TASK STATEMENT ::
In this exercise, reproduce all the entries that follow exactly.

....

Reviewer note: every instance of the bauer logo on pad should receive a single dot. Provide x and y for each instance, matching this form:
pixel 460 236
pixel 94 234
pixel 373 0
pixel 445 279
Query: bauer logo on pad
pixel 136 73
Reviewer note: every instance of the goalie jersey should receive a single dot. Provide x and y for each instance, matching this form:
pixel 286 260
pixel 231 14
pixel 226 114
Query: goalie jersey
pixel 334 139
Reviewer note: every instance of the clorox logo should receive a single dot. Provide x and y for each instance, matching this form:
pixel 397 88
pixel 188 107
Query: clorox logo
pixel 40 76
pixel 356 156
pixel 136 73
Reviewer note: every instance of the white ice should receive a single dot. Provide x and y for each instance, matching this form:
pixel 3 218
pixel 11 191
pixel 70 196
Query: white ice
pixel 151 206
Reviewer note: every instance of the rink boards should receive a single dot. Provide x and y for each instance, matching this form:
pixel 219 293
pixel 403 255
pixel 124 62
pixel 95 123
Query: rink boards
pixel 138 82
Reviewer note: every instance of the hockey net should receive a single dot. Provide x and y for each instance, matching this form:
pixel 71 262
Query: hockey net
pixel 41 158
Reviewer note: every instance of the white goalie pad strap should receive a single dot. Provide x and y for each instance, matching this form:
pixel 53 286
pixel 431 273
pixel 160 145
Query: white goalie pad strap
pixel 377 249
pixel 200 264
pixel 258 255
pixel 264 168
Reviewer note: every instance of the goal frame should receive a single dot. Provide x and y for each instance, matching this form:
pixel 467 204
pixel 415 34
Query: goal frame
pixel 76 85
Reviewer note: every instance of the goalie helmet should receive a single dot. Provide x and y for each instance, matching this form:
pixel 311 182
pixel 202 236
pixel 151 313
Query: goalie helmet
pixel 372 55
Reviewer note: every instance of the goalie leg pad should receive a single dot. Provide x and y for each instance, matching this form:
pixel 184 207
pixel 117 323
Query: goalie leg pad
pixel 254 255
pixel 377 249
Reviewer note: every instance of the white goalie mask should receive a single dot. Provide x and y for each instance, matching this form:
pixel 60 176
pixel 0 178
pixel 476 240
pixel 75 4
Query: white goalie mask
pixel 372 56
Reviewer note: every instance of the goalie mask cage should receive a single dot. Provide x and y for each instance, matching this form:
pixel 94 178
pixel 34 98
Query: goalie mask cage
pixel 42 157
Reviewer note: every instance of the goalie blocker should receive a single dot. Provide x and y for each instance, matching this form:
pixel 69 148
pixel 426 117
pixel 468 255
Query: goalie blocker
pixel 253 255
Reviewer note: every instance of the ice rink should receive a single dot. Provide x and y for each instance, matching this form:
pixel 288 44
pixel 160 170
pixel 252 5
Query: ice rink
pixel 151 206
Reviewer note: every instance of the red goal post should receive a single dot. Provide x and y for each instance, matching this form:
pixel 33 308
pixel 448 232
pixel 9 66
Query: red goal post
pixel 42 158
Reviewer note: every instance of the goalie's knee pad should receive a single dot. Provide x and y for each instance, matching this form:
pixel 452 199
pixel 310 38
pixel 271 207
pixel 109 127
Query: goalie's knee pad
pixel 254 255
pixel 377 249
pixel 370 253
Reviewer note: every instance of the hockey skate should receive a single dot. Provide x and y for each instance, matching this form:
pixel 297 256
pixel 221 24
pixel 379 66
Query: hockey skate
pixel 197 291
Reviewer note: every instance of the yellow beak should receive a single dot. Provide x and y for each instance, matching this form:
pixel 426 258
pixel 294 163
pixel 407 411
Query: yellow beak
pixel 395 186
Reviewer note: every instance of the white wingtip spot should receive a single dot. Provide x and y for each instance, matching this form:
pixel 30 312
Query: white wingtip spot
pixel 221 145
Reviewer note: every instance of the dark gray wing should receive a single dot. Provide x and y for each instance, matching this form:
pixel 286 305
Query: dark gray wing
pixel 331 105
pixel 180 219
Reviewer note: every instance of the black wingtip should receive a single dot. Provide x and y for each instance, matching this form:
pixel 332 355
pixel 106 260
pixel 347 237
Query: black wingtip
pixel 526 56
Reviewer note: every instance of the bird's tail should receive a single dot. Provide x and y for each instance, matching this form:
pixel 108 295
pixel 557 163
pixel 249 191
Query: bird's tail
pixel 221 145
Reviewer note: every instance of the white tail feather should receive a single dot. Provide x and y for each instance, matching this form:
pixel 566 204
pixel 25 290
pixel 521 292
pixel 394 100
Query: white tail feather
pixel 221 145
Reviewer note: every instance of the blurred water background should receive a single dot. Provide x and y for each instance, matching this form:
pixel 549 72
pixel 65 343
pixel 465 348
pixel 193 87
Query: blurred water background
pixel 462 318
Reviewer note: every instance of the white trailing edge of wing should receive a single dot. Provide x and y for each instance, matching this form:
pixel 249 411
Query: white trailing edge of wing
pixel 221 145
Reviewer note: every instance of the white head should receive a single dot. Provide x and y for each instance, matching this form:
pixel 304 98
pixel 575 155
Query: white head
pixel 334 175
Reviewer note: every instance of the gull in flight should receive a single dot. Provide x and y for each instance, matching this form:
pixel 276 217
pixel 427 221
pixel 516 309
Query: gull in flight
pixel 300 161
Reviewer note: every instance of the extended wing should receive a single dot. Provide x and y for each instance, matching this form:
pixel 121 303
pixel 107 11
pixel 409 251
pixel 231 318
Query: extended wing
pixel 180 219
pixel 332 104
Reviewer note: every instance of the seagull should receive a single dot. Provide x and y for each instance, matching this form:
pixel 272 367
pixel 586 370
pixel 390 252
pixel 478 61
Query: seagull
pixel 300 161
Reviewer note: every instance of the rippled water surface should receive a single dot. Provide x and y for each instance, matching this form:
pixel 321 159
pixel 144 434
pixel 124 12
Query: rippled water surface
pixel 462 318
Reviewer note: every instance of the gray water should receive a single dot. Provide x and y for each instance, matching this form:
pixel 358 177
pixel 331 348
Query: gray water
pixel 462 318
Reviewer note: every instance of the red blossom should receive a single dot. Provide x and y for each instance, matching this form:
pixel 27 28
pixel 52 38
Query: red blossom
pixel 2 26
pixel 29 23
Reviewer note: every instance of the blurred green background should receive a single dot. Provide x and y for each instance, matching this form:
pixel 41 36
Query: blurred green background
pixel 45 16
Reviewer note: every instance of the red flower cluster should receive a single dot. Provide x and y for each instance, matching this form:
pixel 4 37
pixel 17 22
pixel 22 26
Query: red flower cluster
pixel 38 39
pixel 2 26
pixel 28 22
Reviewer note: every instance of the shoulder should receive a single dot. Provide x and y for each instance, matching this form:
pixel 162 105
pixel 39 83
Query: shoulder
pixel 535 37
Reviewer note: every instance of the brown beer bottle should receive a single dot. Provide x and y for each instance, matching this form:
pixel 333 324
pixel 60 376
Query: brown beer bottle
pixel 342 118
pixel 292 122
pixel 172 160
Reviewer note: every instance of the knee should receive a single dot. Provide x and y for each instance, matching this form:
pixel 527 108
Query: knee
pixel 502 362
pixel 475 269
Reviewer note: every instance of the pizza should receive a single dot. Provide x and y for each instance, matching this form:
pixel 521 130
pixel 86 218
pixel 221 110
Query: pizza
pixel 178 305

....

TASK OUTPUT ::
Reviewer note: every instance of the bauer logo on pad should receive a single dot. Provide x and y for each instance, matching this form:
pixel 460 236
pixel 94 234
pixel 373 0
pixel 445 279
Query: bauer logo on pad
pixel 136 73
Reviewer note: every instance of the goalie jersey should receive a single dot. Provide x and y for each instance, matching this form:
pixel 286 260
pixel 231 14
pixel 226 114
Query: goalie jersey
pixel 334 139
Reviewer note: every instance of the clorox logo should receive a single dot. Provide x and y for each instance, matching this form:
pixel 397 88
pixel 188 107
Query: clorox logo
pixel 40 76
pixel 356 156
pixel 136 73
Reviewer note: every instance of the white ice should receive a single dot. Provide x and y for each instance, matching this form:
pixel 3 218
pixel 11 191
pixel 70 196
Query: white ice
pixel 151 206
Reviewer note: every instance of the rink boards should receive a single dot. Provide x and y for each instance, matching this form:
pixel 219 293
pixel 403 255
pixel 124 62
pixel 95 123
Query: rink boards
pixel 138 82
Reviewer note: every instance of the hockey net should receive a single dot. Provide x and y for each instance, matching this form:
pixel 71 262
Query: hockey net
pixel 41 158
Reviewer note: every instance of the white goalie pad strap should receive a single dot. Provide x and y for each instance, matching this form:
pixel 53 286
pixel 431 273
pixel 160 145
Query: white goalie pad strap
pixel 377 249
pixel 200 264
pixel 258 255
pixel 264 168
Reviewer note: every instance of the goal frame should receive a single dot. Provide x and y for each instance, matching this form:
pixel 467 204
pixel 415 34
Query: goal frame
pixel 76 85
Reviewer note: every instance of the goalie helmet should receive a single dot. Provide x and y for each instance, matching this form:
pixel 311 182
pixel 202 236
pixel 151 313
Query: goalie helmet
pixel 372 55
Reviewer note: every instance of the goalie leg pad should receive a single dot. Provide x and y for each instance, matching this form:
pixel 184 207
pixel 117 323
Query: goalie leg pad
pixel 254 255
pixel 377 249
Reviewer note: every instance of the white goalie mask should receive a single dot. Provide x and y for each instance, matching this form:
pixel 60 176
pixel 0 178
pixel 476 240
pixel 75 4
Query: white goalie mask
pixel 372 56
Reviewer note: every instance of the goalie mask cage should receive a single dot. Provide x and y for each instance, matching this form:
pixel 94 178
pixel 34 98
Query: goalie mask cage
pixel 42 157
Reviewer note: every instance of the goalie blocker should receive a single dot. Provide x and y for each instance, matching this form:
pixel 69 148
pixel 426 117
pixel 468 255
Query: goalie blocker
pixel 253 255
Reviewer note: every instance of the ice rink should receive a single dot. Provide x and y for each instance, matching this form:
pixel 288 44
pixel 160 170
pixel 252 5
Query: ice rink
pixel 151 206
Reviewer note: every instance of the red goal post should receive a single dot. Provide x and y for each instance, matching this form:
pixel 33 308
pixel 448 232
pixel 9 66
Query: red goal post
pixel 42 158
Reviewer note: every instance of the goalie's knee pad should receive a single dot. Provide x and y for each instance, matching this form:
pixel 452 199
pixel 310 38
pixel 271 207
pixel 109 127
Query: goalie's knee pad
pixel 254 255
pixel 377 249
pixel 370 253
Reviewer note: every instance of the hockey skate should receive a single dot. Provide x and y for each instance, matching this form:
pixel 297 256
pixel 221 24
pixel 379 66
Query: hockey skate
pixel 197 291
Reviewer note: every instance of the yellow beak should receive a single dot. Provide x and y for each instance, matching this form:
pixel 426 258
pixel 294 163
pixel 407 411
Query: yellow beak
pixel 395 186
Reviewer note: every instance of the white wingtip spot should receive a single dot. Provide x and y for each instance, matching this form:
pixel 30 312
Query: white wingtip spot
pixel 221 145
Reviewer note: every instance of the dark gray wing should receive a single dot. Provide x and y for each instance, matching this form:
pixel 286 305
Query: dark gray wing
pixel 331 105
pixel 180 219
Reviewer note: every instance of the black wingtip should receive a single dot. Provide x and y for each instance, matching this form:
pixel 332 355
pixel 106 260
pixel 347 237
Query: black wingtip
pixel 526 56
Reviewer note: every instance of the bird's tail should receive a single dot. Provide x and y for each instance, matching this form:
pixel 108 295
pixel 557 163
pixel 249 191
Query: bird's tail
pixel 221 145
Reviewer note: every instance of the white tail feather should receive a single dot. Provide x and y for each instance, matching this form:
pixel 566 204
pixel 25 290
pixel 521 292
pixel 394 100
Query: white tail feather
pixel 221 145
Reviewer note: every instance of the blurred water background should receive a single dot. Provide x and y for each instance, matching this form:
pixel 549 72
pixel 65 343
pixel 465 348
pixel 193 87
Query: blurred water background
pixel 462 318
Reviewer note: every instance of the white trailing edge of wing should receive a single dot. Provide x and y for each instance, matching this form:
pixel 249 411
Query: white trailing edge of wing
pixel 221 145
Reviewer note: every instance of the white head should receive a single dot. Provide x and y for each instance, matching this form:
pixel 304 98
pixel 575 155
Query: white head
pixel 334 175
Reviewer note: every instance of the gull in flight should receive a single dot. Provide x and y for each instance, matching this form:
pixel 276 217
pixel 427 221
pixel 516 309
Query: gull in flight
pixel 300 161
Reviewer note: every instance of the extended wing should receive a single dot. Provide x and y for each instance, matching this form:
pixel 121 303
pixel 107 11
pixel 409 251
pixel 231 318
Query: extended wing
pixel 180 219
pixel 332 104
Reviewer note: every instance of the seagull should receive a single dot. Provide x and y for each instance, matching this form:
pixel 272 367
pixel 586 370
pixel 390 252
pixel 478 61
Query: seagull
pixel 300 161
Reviewer note: every instance of the rippled water surface should receive a single dot. Provide x and y for each instance, matching this form:
pixel 321 159
pixel 144 434
pixel 124 12
Query: rippled water surface
pixel 462 318
Reviewer note: every instance of the gray water should receive a single dot. Provide x and y for each instance, matching this form:
pixel 358 177
pixel 331 348
Query: gray water
pixel 462 318
Reviewer note: every instance of the red blossom should receive a single dot. Provide x and y for each instance, matching this form:
pixel 27 28
pixel 52 38
Query: red blossom
pixel 2 26
pixel 29 23
Reviewer note: every instance of the blurred green background should receive a single dot. Provide x and y for each instance, matching this form:
pixel 41 36
Query: blurred green background
pixel 45 16
Reviewer note: every instance of the red flower cluster should receive a single dot. Provide x and y for each instance, matching this form:
pixel 4 37
pixel 17 22
pixel 22 26
Query: red flower cluster
pixel 38 39
pixel 2 26
pixel 28 22
Reviewer note: every instance of the shoulder should receive a single dot. Provide x and y for each instance, matching this form:
pixel 162 105
pixel 39 83
Query: shoulder
pixel 535 37
Reviewer note: every instance of the brown beer bottle should receive a single dot. Provide x and y for each instance, matching this form:
pixel 333 324
pixel 60 376
Query: brown beer bottle
pixel 342 118
pixel 292 122
pixel 172 160
Reviewer note: every instance of the knee should receive a single dot. Provide x and y for each instance, matching this form:
pixel 527 108
Query: knee
pixel 502 362
pixel 475 269
Reviewer note: every instance of the pizza should receive a single dot. Provide x and y for each instance, matching this form:
pixel 521 130
pixel 86 218
pixel 221 110
Query: pizza
pixel 178 305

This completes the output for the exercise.